Data listing START

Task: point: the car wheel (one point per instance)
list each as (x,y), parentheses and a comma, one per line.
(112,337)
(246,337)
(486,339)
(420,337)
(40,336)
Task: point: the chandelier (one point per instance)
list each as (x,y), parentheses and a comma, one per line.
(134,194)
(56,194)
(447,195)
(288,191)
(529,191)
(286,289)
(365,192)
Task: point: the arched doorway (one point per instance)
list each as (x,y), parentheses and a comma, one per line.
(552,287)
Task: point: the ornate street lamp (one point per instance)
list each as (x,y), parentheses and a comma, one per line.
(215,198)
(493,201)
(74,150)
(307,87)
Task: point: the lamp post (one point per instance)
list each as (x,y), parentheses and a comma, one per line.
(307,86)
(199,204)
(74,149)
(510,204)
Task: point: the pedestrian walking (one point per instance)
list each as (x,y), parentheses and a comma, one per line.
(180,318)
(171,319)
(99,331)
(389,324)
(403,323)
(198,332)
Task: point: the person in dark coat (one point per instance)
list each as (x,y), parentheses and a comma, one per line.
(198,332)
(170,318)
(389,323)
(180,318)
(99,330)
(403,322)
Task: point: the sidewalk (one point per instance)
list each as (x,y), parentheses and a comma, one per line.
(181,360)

Data listing END
Data listing START

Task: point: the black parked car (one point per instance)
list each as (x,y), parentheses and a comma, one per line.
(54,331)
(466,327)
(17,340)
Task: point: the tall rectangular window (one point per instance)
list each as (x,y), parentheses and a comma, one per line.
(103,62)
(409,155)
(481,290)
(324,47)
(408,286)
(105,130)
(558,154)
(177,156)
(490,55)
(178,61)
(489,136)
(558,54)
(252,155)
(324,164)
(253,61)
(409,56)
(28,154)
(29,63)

Data listing END

Print exactly the lines above from the one with "Task: point: the lamp" to the one with "Task: point: the pedestrian", including both.

Task: point: the lamp post (one point per instance)
list each as (x,y), parentheses and a comma, one per line.
(307,86)
(199,204)
(74,149)
(510,204)
Task: point: the pedestrian walking (one point per instance)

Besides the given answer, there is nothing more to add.